Text shown
□ □ □ □

Adventures in the Egyptian Museum - Al-Ahram Weekly


http://weekly.ahram.org.eg/News/19015/47/Adventures-in-the-Egyptian-Museum.aspx
29-11-2016 11:53AM ET

Adventures in the Egyptian Museum

What lies hidden in the basement maze of Cairo's Egyptian Museum, asks Zahi Hawass

I have always dug in sand, and this is where I have made my most important discoveries, such as the Valley of the Golden Mummies in the Bahariya Oasis and the Tombs of the Pyramid Builders at Giza. But one day I became interested in digging in a new place, a place without sand – the basement of the Egyptian Museum in Tahrir Square in Cairo.

There is a maze of corridors lying under the museum. For decades, no one knew what was hidden down there: Boxes of all sorts of treasures discovered by foreign and Egyptian expeditions were brought in and stored there over the years without the proper recording of the artefacts. There were objects of stone and wood, mummies, and even objects made of precious metals. But no one knew exactly what was down there. It was said among scholars that anything sent down to the basement of the museum would be lost forever.

At the beginning of my career I excavated at Kom Abu Billo, an important site in the Delta. I worked there for nine years from 1970 until 1979. We discovered a great cemetery from the Graeco-Roman period, where many of the people interred were devotees of the goddess Isis-Aphrodite, the Egyptian-Greek goddess of beauty and love. Near the cemetery was a temple to the god Apollo. We had begun excavations at this site because a grand canal five km long was being dug through the desert. So we had to excavate along the designated route. Each year, I took a truck to the Egyptian Museum full of boxes packed with jewellery, especially bracelets, and gold amulets, stelae and 12 beautiful statues of the goddess Isis-Aphrodite.

□ □ □ □

Information given
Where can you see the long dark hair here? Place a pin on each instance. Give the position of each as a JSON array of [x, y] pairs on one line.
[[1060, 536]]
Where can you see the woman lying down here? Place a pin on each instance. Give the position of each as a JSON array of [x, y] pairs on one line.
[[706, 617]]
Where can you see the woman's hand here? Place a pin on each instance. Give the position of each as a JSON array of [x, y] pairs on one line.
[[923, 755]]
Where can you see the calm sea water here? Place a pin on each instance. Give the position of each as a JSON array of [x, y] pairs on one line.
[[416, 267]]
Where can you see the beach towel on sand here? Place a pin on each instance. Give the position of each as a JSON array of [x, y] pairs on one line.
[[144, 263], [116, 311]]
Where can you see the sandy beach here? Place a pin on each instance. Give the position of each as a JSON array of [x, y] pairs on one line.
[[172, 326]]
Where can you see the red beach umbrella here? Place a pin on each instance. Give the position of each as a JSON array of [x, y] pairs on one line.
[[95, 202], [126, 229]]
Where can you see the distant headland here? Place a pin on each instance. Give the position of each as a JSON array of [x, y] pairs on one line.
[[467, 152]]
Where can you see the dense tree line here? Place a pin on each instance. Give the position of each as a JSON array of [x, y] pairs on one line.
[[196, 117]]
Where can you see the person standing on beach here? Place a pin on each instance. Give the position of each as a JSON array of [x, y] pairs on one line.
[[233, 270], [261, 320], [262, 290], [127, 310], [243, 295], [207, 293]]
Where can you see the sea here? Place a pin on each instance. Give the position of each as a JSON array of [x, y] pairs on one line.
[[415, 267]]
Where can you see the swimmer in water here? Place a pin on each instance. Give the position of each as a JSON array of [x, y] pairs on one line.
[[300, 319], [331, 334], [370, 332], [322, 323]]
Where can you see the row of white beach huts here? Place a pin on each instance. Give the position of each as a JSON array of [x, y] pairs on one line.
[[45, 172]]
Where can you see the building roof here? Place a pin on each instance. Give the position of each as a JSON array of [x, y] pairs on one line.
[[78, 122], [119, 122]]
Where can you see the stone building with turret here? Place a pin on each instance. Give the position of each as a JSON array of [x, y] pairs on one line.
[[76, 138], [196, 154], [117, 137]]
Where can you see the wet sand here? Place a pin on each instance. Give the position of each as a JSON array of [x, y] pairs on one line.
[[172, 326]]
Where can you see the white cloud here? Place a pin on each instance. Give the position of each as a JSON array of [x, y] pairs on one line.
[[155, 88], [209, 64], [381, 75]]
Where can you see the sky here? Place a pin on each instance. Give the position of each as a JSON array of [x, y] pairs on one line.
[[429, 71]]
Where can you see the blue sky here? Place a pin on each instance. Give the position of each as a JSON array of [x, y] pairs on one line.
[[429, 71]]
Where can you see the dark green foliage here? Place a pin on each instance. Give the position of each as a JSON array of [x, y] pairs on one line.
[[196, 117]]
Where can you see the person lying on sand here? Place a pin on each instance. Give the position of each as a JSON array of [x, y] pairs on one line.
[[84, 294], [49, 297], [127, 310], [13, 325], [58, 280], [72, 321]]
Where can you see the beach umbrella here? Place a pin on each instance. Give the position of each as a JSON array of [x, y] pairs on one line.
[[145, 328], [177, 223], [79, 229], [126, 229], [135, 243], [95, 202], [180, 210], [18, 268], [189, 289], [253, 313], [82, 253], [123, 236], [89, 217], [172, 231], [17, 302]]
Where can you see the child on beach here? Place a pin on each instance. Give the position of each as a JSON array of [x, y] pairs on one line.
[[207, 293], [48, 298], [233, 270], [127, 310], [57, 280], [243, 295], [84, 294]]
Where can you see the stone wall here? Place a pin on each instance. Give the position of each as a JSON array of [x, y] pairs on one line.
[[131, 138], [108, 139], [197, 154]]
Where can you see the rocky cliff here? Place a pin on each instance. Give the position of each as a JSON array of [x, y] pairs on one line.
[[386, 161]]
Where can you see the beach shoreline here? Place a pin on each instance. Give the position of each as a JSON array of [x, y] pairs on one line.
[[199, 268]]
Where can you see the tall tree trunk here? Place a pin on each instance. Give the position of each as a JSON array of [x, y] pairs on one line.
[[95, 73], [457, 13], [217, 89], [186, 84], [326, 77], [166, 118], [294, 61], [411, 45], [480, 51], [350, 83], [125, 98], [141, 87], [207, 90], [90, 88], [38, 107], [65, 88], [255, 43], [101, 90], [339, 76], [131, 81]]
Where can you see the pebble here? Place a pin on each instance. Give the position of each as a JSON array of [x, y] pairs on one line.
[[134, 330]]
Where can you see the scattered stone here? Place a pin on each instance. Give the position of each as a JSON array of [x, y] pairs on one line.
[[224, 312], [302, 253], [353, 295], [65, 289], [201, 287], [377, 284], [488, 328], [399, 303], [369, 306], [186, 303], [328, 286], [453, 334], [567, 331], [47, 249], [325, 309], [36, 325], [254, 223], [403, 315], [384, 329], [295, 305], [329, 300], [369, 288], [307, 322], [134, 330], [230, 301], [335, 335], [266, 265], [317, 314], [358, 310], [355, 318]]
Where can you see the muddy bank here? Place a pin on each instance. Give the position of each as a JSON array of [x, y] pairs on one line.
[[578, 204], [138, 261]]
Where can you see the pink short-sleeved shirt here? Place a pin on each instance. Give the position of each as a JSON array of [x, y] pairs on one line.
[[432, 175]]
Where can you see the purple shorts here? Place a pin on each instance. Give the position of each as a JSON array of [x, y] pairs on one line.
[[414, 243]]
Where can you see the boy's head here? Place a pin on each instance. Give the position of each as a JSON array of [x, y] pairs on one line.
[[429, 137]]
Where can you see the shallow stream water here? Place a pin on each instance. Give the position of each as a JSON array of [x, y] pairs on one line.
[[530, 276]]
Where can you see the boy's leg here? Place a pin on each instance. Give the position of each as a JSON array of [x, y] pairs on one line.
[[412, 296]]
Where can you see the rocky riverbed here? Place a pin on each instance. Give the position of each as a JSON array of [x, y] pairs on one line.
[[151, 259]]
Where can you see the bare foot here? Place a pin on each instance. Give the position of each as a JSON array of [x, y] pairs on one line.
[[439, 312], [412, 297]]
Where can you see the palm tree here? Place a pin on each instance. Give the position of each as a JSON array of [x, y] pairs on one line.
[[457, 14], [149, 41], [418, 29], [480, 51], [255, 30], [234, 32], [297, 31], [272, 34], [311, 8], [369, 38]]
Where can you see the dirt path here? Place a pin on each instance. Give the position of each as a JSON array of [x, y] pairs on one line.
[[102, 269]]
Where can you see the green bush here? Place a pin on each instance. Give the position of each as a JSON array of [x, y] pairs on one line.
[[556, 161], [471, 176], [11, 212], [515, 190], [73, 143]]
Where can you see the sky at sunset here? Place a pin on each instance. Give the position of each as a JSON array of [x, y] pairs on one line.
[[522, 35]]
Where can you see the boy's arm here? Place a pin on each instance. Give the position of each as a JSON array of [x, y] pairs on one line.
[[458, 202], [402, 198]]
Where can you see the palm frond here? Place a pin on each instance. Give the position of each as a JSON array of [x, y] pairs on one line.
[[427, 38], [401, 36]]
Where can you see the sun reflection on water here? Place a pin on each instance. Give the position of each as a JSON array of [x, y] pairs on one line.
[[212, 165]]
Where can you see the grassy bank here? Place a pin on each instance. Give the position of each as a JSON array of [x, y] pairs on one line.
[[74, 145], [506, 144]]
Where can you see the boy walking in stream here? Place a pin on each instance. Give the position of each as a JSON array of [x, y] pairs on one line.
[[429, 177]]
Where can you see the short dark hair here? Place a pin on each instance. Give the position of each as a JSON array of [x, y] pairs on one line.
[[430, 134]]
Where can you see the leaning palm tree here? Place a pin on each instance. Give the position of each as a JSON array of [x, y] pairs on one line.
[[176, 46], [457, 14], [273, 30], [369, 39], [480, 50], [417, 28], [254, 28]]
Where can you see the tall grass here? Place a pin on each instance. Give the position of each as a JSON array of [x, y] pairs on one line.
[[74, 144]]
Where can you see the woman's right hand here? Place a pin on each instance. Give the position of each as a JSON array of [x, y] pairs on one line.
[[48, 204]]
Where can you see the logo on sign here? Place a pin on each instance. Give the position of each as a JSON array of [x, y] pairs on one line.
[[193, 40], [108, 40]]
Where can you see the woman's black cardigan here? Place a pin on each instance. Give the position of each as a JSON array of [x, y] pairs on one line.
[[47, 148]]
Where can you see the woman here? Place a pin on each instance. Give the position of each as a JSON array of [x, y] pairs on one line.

□ □ □ □

Requirements
Render this sentence from the article on the Egyptian Museum in French: "It was said among scholars that anything sent down to the basement of the museum would be lost forever."

Complete output
On disait parmi les spécialistes que tout ce qu'on descendait au sous-sol du musée serait perdu à jamais.